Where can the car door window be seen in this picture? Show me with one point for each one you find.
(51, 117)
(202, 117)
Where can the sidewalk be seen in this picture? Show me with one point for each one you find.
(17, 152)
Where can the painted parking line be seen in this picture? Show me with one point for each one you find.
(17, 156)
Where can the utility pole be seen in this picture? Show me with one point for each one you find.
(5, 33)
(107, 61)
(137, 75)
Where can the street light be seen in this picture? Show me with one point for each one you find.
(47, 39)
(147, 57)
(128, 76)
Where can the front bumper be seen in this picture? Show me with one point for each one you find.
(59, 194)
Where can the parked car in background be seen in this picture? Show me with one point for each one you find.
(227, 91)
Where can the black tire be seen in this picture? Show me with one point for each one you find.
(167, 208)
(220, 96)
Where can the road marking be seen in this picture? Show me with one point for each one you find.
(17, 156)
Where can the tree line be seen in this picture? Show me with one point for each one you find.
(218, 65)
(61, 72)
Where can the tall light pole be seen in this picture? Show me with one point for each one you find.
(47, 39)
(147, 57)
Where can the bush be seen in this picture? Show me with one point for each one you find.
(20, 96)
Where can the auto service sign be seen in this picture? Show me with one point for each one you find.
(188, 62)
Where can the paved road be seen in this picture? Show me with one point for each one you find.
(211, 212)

- - -

**PROMPT**
Lines from the one containing "Where can the tall" through the last line of the records, both included, are the only ones to print, each exactly as it is.

**TASK OUTPUT**
Where can the tall light pole be seen in this picture? Show me with one point for each one you find.
(47, 39)
(147, 57)
Where can the bush be seen in this picture? Show me with one point for each one you find.
(20, 96)
Where can the auto service sign be seen in this picture? Show me with one point for each one you find.
(188, 62)
Where can the paved road be seen in this picture? Show me with one point for each one you find.
(211, 212)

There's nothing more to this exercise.